Thursday, September 26, 2013

Comfort Reading

        I have enjoyed a couple weeks of what I like to call “Comfort Reading”, settling in and enjoying some  
favorite mystery authors who write compelling series that always feel like coming home and putting on your favorite pair of slippers! My most recent comfy books included Kathy Reichs’s “Bones of the Lost” featuring forensic anthropologist Temperance Brennan. I love Tempe’s medical cases, and her trials and tribulations with ex-husband Pete, daughter Katy, and sometimes boyfriend Ryan. I love that the setting switches, book-to-book, from Montreal, Quebec to Charlotte, NC because Tempe works (as does Reichs herself) in these two jurisdictions. And I loved that in this most recent mystery (though chiefly set in N.C.) Tempe had to travel to Afghanistan on a case, a fascinating and gripping twist.

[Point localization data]
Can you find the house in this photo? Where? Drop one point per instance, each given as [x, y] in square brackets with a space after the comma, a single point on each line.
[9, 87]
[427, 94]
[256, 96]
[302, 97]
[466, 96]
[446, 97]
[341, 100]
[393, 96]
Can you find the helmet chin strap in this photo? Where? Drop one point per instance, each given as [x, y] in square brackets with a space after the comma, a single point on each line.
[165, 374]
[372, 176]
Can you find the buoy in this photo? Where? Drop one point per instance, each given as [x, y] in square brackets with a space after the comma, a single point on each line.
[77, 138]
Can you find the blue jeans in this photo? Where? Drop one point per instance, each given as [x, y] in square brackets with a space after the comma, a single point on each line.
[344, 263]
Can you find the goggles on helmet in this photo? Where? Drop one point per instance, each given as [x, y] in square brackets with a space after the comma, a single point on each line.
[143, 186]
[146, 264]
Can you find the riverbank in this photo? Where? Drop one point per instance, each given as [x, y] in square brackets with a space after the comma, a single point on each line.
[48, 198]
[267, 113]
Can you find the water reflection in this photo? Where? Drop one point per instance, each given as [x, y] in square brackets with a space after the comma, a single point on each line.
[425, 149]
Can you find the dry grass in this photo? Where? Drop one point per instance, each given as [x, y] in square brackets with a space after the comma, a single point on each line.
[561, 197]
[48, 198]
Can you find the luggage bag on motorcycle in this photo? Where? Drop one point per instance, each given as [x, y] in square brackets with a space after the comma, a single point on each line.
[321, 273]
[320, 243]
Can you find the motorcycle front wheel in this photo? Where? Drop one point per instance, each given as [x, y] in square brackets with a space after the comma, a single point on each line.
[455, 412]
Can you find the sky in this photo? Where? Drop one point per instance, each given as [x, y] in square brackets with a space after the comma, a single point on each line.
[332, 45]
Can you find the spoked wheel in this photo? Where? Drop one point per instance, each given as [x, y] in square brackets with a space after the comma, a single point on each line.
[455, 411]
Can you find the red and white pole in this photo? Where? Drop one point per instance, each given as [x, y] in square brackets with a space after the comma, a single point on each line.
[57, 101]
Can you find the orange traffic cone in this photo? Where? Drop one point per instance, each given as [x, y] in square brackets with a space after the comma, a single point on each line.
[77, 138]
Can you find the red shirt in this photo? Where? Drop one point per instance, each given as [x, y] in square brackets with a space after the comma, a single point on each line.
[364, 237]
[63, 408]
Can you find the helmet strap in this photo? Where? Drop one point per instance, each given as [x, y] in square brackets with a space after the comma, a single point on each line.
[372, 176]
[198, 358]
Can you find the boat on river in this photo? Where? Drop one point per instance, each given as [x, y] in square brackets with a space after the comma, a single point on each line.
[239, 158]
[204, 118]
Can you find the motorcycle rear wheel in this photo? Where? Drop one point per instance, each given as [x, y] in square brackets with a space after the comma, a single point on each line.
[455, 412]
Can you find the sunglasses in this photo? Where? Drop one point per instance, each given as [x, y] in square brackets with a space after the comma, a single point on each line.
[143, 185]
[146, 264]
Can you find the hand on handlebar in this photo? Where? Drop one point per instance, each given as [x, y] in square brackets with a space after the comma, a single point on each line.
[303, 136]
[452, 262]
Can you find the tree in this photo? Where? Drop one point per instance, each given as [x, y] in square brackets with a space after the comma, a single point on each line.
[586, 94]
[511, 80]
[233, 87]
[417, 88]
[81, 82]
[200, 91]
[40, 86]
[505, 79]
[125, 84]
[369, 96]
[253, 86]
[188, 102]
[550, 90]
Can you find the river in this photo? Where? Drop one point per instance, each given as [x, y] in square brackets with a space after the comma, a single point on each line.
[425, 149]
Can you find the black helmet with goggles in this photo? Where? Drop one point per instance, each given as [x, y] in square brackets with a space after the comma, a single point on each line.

#### [Using the information]
[A] Rewrite the comfort reading post starting with "Thursday, September 26, 2013" and going on through "and gripping twist.", switching "slippers" to "socks".
[B] In the comfort reading post, which people in Tempe's personal life are named, and how is each related to her?
Rely only on the blog post about comfort reading.

#### [Answers to the exercise]
[A]
Thursday, September 26, 2013

Comfort Reading

        I have enjoyed a couple weeks of what I like to call “Comfort Reading”, settling in and enjoying some  
favorite mystery authors who write compelling series that always feel like coming home and putting on your favorite pair of socks! My most recent comfy books included Kathy Reichs’s “Bones of the Lost” featuring forensic anthropologist Temperance Brennan. I love Tempe’s medical cases, and her trials and tribulations with ex-husband Pete, daughter Katy, and sometimes boyfriend Ryan. I love that the setting switches, book-to-book, from Montreal, Quebec to Charlotte, NC because Tempe works (as does Reichs herself) in these two jurisdictions. And I loved that in this most recent mystery (though chiefly set in N.C.) Tempe had to travel to Afghanistan on a case, a fascinating and gripping twist.

[B]
- Pete, her ex-husband
- Katy, her daughter
- Ryan, her sometimes boyfriend